◆ Page text ◆
^^^^

Malden High School AP Literature

Ryan Gallagher

15 February 2011


1. The Beginning

Kristina Katz


        Although born in Hartford, Connecticut, Jill McDonough spent most of her early life in North Carolina. The 1970’s in North Carolina, for McDonough, consisted of “watching a lot of T.V., reading a lot of books,” and spending all of the time she had in between to “write in her journals.” She joked that “nobody understood her genius and she felt what other people could not” (McDonough, “Questions For Interview.” par. 12).

        While in North Carolina, McDonough attended “a little grade school in Alexander, North Carolina, and then middle, junior, and high school a few towns over in Asheville.” She “immediately realized she was sick of living in North Carolina” (par. 11) and transferred from UNC Chapel Hill to Stanford University, where McDonough “received a Bachelor of Arts in English.”  Stanford was not enough for McDonough though; she wanted to learn more. Once she graduated from Stanford, McDonough “went on to Boston University’s College of Arts and Sciences, where she acquired a Master’s degree in Creative Writing and Poetry” (“Jill McDonough: Long Biographical Note.” par. 2).

 

2. Creating A More United America


Kristina Katz


        Even earlier than many people realize, the battle for the rights of homosexuals began in the late 1700’s where “Thomas Jefferson proposed a law that would mandate castration for gay men and mutilation of nose cartilage for gay women” (Head, Par. 1).

        The idea of homosexuality was suppressed for years, until small groups of men and women stirred up the idea in the 1950’s. The 1950’s in America “was a decade of prosperity” for most, but “for lesbians and gay men it was both a time of great fear and immeasurable courage” (“Coming Out In America” par.1). The early 1950’s were especially unforgivable to homosexuals. At the end of World War II, the psychiatric community in America “labeled homosexuality a mental illness” (par. 5), which started a new branch of scientific research for doctors across the country. Luckily, in 1951, the first gay rights organization was founded. It began as a small group of “gay men and women who created the Mattachine Society and the Daughters of Bilitis who had to protect themselves by using code” (Head par. 4). But then, in 1953, “President Dwight Eisenhower signed an Executive Order mandating the dismissal of all federal employees determined to be homosexual” (“Coming Out In America” par. 3). It wasn’t until the late ‘50s that the idea of homosexuality became “tolerable.” It wasn’t that society understood it or even accepted it, but homosexuals began to gain the recognition they needed in order to obtain the rights that they deserved.

^^^^

◆ Aim of the exercise ◆
Reproduce word for word the part of the AP Literature essay starting at "2. Creating A" and ending at "(Head, Par. 1).". The material placed after the AP Literature essay has no role in this work.

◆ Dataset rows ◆

^^^^

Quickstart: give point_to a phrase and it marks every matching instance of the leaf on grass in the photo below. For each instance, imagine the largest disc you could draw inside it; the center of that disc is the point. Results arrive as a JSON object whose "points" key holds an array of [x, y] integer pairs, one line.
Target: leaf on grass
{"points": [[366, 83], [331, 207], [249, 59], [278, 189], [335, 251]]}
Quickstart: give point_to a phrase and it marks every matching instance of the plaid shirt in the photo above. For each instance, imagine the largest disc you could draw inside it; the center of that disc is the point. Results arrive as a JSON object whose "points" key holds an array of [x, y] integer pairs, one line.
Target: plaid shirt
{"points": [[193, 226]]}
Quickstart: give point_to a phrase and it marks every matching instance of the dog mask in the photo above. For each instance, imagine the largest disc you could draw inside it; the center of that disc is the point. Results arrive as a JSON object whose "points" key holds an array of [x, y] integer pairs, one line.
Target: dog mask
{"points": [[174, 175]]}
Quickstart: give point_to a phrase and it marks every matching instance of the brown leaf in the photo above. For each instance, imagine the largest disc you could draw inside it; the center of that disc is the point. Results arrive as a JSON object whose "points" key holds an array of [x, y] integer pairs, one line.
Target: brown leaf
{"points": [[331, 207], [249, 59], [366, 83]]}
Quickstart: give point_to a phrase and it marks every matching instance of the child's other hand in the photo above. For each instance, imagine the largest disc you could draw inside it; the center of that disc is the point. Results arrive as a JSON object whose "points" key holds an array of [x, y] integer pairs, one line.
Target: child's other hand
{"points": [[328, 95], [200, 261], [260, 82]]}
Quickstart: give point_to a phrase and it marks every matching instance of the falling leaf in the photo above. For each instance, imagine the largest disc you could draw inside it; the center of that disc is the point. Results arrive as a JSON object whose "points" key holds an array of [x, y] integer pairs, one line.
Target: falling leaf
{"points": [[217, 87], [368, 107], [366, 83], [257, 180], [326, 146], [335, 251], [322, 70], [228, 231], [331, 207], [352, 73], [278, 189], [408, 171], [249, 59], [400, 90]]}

^^^^

◆ The answer ◆
2. Creating A More United America


Kristina Katz


        Even earlier than many people realize, the battle for the rights of homosexuals began in the late 1700’s where “Thomas Jefferson proposed a law that would mandate castration for gay men and mutilation of nose cartilage for gay women” (Head, Par. 1).